## WRITTEN PROBLEM
Please return each line in the entries below that contains the word "white". Treat uppercase and lowercase as different.

-- START OF DATA LINES --

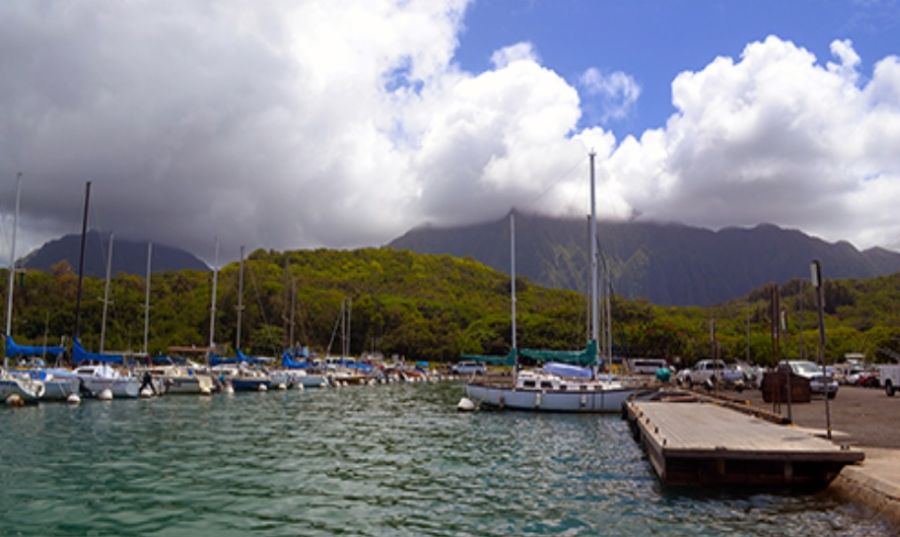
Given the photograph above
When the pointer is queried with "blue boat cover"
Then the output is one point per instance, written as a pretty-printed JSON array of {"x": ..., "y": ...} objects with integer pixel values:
[
  {"x": 289, "y": 363},
  {"x": 13, "y": 350},
  {"x": 568, "y": 370},
  {"x": 239, "y": 357},
  {"x": 80, "y": 355}
]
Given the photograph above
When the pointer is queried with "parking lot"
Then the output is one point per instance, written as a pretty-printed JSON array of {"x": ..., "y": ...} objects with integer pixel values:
[{"x": 866, "y": 415}]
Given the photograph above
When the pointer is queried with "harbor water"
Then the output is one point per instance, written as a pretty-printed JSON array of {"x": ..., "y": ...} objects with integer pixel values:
[{"x": 381, "y": 460}]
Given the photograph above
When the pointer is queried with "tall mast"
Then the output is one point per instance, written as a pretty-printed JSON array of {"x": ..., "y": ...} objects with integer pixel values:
[
  {"x": 349, "y": 319},
  {"x": 106, "y": 293},
  {"x": 12, "y": 263},
  {"x": 512, "y": 271},
  {"x": 343, "y": 327},
  {"x": 212, "y": 307},
  {"x": 595, "y": 326},
  {"x": 12, "y": 257},
  {"x": 237, "y": 344},
  {"x": 147, "y": 301},
  {"x": 87, "y": 202},
  {"x": 293, "y": 309}
]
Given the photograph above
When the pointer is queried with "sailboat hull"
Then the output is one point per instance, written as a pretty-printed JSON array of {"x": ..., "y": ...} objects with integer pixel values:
[
  {"x": 58, "y": 389},
  {"x": 594, "y": 401},
  {"x": 28, "y": 390},
  {"x": 121, "y": 387}
]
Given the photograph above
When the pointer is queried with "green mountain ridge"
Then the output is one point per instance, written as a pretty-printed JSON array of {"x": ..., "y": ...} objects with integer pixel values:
[
  {"x": 665, "y": 263},
  {"x": 435, "y": 307}
]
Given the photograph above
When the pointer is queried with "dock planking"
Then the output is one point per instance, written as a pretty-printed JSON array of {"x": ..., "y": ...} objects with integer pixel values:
[{"x": 705, "y": 443}]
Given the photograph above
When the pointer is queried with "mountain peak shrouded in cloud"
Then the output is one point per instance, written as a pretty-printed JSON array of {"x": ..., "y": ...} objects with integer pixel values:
[{"x": 291, "y": 124}]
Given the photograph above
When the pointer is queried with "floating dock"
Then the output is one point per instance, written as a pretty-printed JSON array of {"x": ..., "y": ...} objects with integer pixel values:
[{"x": 701, "y": 442}]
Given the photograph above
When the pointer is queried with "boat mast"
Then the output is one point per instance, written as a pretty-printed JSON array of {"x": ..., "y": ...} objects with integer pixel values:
[
  {"x": 106, "y": 294},
  {"x": 87, "y": 202},
  {"x": 595, "y": 326},
  {"x": 240, "y": 306},
  {"x": 349, "y": 319},
  {"x": 293, "y": 309},
  {"x": 147, "y": 301},
  {"x": 512, "y": 286},
  {"x": 12, "y": 264},
  {"x": 212, "y": 307}
]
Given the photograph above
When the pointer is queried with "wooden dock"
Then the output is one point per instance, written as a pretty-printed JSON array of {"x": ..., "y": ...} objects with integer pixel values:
[{"x": 706, "y": 443}]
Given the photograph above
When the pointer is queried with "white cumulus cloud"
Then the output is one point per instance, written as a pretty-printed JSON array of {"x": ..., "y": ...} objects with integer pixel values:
[{"x": 300, "y": 123}]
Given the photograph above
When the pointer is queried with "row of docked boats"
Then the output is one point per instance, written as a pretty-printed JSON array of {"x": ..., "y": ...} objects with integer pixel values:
[{"x": 29, "y": 381}]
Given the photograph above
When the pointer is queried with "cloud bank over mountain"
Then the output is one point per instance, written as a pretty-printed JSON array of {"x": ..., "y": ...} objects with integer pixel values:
[{"x": 290, "y": 124}]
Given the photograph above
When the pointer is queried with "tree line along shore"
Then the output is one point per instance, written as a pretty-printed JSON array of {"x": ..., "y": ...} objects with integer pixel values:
[{"x": 437, "y": 307}]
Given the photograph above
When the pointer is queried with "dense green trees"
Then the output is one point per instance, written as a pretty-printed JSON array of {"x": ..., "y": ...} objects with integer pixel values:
[{"x": 437, "y": 307}]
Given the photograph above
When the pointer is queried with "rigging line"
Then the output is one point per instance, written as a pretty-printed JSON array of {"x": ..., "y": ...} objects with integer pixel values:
[{"x": 554, "y": 184}]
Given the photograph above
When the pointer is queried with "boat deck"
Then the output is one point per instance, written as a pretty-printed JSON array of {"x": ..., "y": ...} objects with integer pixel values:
[{"x": 705, "y": 443}]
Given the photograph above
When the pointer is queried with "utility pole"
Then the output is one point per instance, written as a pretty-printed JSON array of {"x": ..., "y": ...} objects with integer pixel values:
[
  {"x": 815, "y": 269},
  {"x": 776, "y": 347},
  {"x": 87, "y": 200}
]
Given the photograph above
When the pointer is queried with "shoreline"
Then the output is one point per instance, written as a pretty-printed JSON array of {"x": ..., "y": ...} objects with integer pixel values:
[{"x": 873, "y": 485}]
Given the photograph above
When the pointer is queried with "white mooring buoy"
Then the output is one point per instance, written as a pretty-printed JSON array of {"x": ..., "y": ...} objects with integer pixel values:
[{"x": 465, "y": 405}]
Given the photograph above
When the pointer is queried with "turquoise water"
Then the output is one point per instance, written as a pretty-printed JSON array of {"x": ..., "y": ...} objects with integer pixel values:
[{"x": 383, "y": 460}]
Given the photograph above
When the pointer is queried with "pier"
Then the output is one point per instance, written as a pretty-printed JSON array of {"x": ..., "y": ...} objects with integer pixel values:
[{"x": 692, "y": 441}]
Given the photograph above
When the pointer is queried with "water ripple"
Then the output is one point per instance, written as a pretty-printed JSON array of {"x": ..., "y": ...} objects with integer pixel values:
[{"x": 371, "y": 461}]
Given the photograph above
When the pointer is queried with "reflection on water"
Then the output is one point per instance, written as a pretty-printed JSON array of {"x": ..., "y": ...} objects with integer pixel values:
[{"x": 384, "y": 460}]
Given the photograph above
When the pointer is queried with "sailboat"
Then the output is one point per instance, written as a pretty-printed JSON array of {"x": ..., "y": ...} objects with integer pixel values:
[
  {"x": 568, "y": 380},
  {"x": 97, "y": 374},
  {"x": 236, "y": 370},
  {"x": 31, "y": 384},
  {"x": 168, "y": 376}
]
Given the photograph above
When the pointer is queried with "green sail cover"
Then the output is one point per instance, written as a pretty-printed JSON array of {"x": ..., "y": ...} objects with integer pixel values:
[
  {"x": 588, "y": 356},
  {"x": 509, "y": 359}
]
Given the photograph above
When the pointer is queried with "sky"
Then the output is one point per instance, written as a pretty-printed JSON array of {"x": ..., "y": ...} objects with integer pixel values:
[{"x": 344, "y": 123}]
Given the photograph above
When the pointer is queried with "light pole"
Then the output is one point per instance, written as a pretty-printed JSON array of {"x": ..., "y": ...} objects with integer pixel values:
[{"x": 815, "y": 271}]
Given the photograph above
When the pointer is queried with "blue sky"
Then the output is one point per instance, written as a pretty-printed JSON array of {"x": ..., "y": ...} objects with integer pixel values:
[
  {"x": 286, "y": 124},
  {"x": 655, "y": 40}
]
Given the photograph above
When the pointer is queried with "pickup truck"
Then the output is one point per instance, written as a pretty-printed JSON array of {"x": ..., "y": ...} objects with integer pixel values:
[
  {"x": 704, "y": 370},
  {"x": 890, "y": 378}
]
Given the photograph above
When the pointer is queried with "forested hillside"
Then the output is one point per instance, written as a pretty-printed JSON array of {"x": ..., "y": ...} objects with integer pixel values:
[{"x": 435, "y": 307}]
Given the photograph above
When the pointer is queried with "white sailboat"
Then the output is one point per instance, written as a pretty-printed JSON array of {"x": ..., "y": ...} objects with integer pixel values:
[
  {"x": 31, "y": 384},
  {"x": 97, "y": 375},
  {"x": 555, "y": 387}
]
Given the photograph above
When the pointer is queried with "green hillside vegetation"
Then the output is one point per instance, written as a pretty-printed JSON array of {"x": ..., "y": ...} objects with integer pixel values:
[{"x": 435, "y": 307}]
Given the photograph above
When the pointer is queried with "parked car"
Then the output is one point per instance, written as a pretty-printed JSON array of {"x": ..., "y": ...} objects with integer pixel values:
[
  {"x": 646, "y": 366},
  {"x": 468, "y": 368},
  {"x": 818, "y": 382},
  {"x": 868, "y": 378},
  {"x": 890, "y": 378},
  {"x": 706, "y": 371}
]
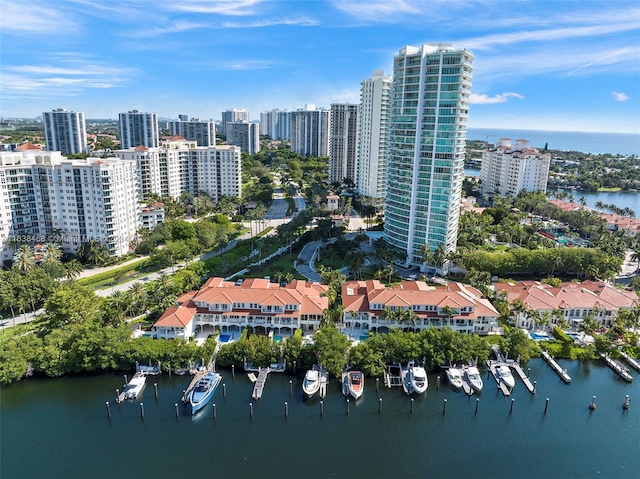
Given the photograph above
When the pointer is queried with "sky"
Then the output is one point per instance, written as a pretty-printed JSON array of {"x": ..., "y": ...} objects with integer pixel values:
[{"x": 539, "y": 65}]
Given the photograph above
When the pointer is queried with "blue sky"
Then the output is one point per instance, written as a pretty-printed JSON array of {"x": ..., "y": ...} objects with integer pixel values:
[{"x": 544, "y": 65}]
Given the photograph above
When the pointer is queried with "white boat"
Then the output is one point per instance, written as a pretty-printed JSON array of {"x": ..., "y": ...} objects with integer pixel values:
[
  {"x": 454, "y": 377},
  {"x": 417, "y": 378},
  {"x": 504, "y": 374},
  {"x": 311, "y": 382},
  {"x": 134, "y": 387},
  {"x": 473, "y": 377},
  {"x": 203, "y": 390},
  {"x": 353, "y": 384}
]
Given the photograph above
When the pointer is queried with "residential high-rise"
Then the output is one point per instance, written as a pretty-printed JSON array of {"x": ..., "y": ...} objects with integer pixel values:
[
  {"x": 342, "y": 150},
  {"x": 232, "y": 116},
  {"x": 428, "y": 129},
  {"x": 508, "y": 169},
  {"x": 51, "y": 198},
  {"x": 310, "y": 131},
  {"x": 245, "y": 135},
  {"x": 179, "y": 166},
  {"x": 202, "y": 132},
  {"x": 65, "y": 131},
  {"x": 373, "y": 136},
  {"x": 138, "y": 128}
]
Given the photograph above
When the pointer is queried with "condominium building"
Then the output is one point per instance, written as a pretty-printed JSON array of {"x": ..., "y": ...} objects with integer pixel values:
[
  {"x": 245, "y": 135},
  {"x": 510, "y": 168},
  {"x": 45, "y": 197},
  {"x": 372, "y": 306},
  {"x": 138, "y": 128},
  {"x": 179, "y": 166},
  {"x": 342, "y": 150},
  {"x": 373, "y": 136},
  {"x": 255, "y": 303},
  {"x": 65, "y": 131},
  {"x": 310, "y": 130},
  {"x": 232, "y": 116},
  {"x": 428, "y": 129},
  {"x": 569, "y": 302},
  {"x": 202, "y": 132}
]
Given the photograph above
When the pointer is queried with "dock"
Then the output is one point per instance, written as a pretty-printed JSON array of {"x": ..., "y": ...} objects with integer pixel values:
[
  {"x": 324, "y": 381},
  {"x": 556, "y": 367},
  {"x": 617, "y": 367},
  {"x": 393, "y": 376},
  {"x": 260, "y": 382},
  {"x": 632, "y": 362},
  {"x": 491, "y": 364}
]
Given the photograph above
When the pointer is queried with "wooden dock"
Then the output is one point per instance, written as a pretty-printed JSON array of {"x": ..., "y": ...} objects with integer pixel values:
[
  {"x": 617, "y": 367},
  {"x": 556, "y": 367},
  {"x": 260, "y": 382},
  {"x": 324, "y": 381},
  {"x": 502, "y": 386},
  {"x": 632, "y": 362}
]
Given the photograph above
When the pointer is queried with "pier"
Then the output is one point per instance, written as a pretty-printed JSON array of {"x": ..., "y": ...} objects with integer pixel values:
[
  {"x": 617, "y": 367},
  {"x": 556, "y": 367},
  {"x": 632, "y": 362},
  {"x": 260, "y": 382}
]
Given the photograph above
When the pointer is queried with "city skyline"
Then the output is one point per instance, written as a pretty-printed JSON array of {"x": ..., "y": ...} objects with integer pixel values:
[{"x": 572, "y": 66}]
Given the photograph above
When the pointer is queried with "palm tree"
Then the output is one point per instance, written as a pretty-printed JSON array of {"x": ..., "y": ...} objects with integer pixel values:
[{"x": 24, "y": 259}]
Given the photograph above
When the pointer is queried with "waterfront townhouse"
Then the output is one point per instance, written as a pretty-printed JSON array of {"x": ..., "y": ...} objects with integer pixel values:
[
  {"x": 370, "y": 305},
  {"x": 258, "y": 304},
  {"x": 570, "y": 301}
]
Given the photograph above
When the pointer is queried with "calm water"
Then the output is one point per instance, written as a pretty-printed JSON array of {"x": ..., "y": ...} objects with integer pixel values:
[{"x": 59, "y": 428}]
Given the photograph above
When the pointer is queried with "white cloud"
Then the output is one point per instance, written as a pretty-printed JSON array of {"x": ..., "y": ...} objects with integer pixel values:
[
  {"x": 222, "y": 7},
  {"x": 21, "y": 18},
  {"x": 619, "y": 96},
  {"x": 482, "y": 99}
]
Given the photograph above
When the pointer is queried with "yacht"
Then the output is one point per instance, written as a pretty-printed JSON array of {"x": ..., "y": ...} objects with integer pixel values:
[
  {"x": 417, "y": 378},
  {"x": 203, "y": 390},
  {"x": 454, "y": 377},
  {"x": 504, "y": 374},
  {"x": 352, "y": 383},
  {"x": 311, "y": 382},
  {"x": 472, "y": 375}
]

-- END OF DATA LINES --

## WORKED ANSWER
When the pointer is queried with "white cumulus cloud"
When the pointer is queried with "white mooring buoy"
When the pointer is queried with "white sailboat"
When the pointer is queried with "white boat"
When the pointer is queried with "white cloud"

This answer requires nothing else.